→ Task directions:
Only one range belongs in the answer: the line holding "Need: drop a marker on every instance of the white" through the last line of the records, reproduced as is.

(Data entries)
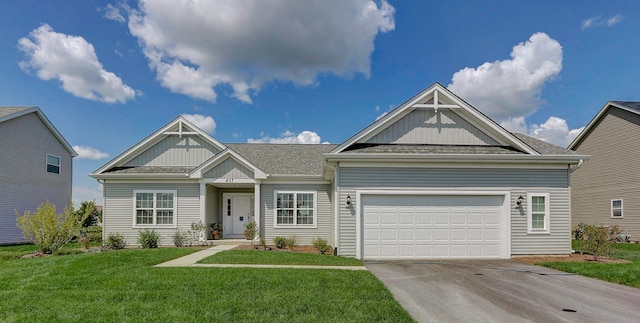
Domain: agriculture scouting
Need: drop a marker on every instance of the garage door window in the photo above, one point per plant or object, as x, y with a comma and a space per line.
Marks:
538, 213
295, 209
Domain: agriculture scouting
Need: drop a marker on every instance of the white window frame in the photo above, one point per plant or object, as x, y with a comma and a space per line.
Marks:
155, 209
295, 217
46, 164
547, 214
621, 209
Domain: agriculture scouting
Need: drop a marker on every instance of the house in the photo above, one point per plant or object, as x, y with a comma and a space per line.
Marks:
434, 178
36, 167
605, 190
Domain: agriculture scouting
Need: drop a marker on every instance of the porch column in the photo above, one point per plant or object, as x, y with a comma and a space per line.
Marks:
256, 204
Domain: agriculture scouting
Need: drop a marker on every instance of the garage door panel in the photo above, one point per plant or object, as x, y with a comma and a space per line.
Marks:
431, 226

→ Result for this task:
Need: drop a marker on every instance of the white window frame in the photo above, one point per plant or object, as x, y with a comma and a space per line.
Marks:
155, 209
295, 217
46, 164
547, 214
621, 209
Domain: agriculture scouting
Need: drop a marker on every instance of the house in the photo above, one point per plant or object, as x, y with a comma and a space per line.
Marks:
434, 178
36, 167
605, 190
Domain: agriculture scouting
Need: drop a marker on every instance of the porch column in the photo above, one point per plant or object, as x, y with a comma and a space per line.
Marks:
256, 204
Domain: agriculture scouting
Need: drop a marker on every instance of the garage door panel in the photo above, one point per plant or object, as x, y with a comma and a space per line.
Marks:
431, 226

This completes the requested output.